======== Data listing

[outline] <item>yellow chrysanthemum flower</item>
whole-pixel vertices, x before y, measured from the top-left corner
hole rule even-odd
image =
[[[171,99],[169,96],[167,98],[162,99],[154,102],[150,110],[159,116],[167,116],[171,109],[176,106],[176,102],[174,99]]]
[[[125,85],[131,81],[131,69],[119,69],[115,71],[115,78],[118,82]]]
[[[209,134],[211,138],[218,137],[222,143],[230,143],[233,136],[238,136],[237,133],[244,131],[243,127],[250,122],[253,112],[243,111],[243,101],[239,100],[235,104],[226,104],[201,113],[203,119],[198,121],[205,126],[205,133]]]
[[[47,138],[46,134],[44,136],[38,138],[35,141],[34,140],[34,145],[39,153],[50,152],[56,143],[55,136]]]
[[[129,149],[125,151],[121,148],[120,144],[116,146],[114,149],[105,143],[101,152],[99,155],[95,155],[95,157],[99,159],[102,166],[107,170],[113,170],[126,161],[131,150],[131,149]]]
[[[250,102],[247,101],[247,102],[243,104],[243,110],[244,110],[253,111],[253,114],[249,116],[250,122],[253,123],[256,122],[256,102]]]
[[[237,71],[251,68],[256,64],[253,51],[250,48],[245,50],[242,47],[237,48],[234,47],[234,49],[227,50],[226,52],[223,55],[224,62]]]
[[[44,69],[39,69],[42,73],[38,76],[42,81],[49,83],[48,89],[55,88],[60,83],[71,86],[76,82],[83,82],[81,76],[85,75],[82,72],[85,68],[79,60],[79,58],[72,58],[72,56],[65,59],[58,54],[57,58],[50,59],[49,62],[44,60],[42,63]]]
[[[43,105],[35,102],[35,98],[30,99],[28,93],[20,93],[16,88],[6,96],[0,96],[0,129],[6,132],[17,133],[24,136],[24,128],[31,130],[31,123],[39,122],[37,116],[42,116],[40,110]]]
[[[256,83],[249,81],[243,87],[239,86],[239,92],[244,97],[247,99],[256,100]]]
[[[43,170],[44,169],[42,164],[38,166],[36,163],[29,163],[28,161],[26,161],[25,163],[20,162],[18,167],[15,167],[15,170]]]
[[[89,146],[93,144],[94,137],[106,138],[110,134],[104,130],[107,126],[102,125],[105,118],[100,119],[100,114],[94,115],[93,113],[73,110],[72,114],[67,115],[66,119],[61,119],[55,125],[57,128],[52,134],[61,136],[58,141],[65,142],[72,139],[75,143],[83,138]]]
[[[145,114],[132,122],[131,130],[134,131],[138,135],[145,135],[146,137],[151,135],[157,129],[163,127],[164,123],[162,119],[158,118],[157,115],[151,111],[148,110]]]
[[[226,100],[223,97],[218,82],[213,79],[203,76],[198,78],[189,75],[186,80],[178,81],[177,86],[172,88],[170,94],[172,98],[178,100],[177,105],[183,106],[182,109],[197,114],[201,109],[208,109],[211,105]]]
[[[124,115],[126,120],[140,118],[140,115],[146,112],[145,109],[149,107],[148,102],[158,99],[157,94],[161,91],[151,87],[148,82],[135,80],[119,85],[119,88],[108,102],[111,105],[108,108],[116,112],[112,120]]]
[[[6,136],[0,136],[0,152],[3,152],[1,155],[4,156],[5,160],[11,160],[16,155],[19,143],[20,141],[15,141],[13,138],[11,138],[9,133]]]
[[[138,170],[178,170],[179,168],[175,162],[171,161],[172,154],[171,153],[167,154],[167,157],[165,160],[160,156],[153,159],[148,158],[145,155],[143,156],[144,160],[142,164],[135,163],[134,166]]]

================

### Task to carry out
Count the lines in the rows above that contain the string "flower", with case counting, and give only the number.

### Output of the exercise
1